* Start Passage to read *

Only the Food Bill and other pro-people reforms can end the Congress party's hand-to-mouth political existence.
Remember the old Ajit joke in which the greatest Bollywood villain of all time asks his henchmen to use “liquid oxygen” against the hero? “The liquid won't let him live and the oxygen won't let him die,” he explains. Prime Minister Manmohan Singh can be forgiven for feeling a bit like he's caught in the middle of a forgettable 1970s movie. The United Progressive Alliance government he runs is all at sea and each week seems to push him further away from the shoreline. But even as ill winds buffet him from all sides — the latest tempest emanating from somewhere in West Bengal — none of the political forces ranged against him really wants to see his rickety boat capsize. Just when he is about to be swallowed up by all the liquid around him, he gets a tiny bit of oxygen.
So it is that Mamata Banerjee demands a rollback of the train fare hike announced by Railways Minister Dinesh Trivedi on Wednesday, and also his scalp, pretends to flirt with the BJP-led National Democratic Alliance and the idea of a ‘Third Front,' only to pull back and declare that she will not after all abandon the UPA.

* End Passage to read *
* Start Dataset content *

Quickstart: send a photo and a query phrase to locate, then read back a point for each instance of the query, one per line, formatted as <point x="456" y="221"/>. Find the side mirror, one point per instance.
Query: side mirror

* End Dataset content *

* **Tasks to carry out**
A. According to the editorial, who announced the train fare hike?
B. For each statement, say whether it agrees with the editorial, answering yes or no and quoting the deciding words: (i) Manmohan Singh runs the United Progressive Alliance government. (ii) Mamata Banerjee declares that she will abandon the UPA. (iii) The latest tempest against the Prime Minister came from somewhere in Tamil Nadu.
C. Reproduce the editorial word for word, everything from "So it is that" down to "abandon the UPA.".
The lines are not needed here.

* **Per-task answers**
A. Railways Minister Dinesh Trivedi announced it, on Wednesday.

B.
(i) Yes: "The United Progressive Alliance government he runs is all at sea"
(ii) No: "she will not after all abandon the UPA"
(iii) No: "the latest tempest emanating from somewhere in West Bengal"

C.
So it is that Mamata Banerjee demands a rollback of the train fare hike announced by Railways Minister Dinesh Trivedi on Wednesday, and also his scalp, pretends to flirt with the BJP-led National Democratic Alliance and the idea of a ‘Third Front,' only to pull back and declare that she will not after all abandon the UPA.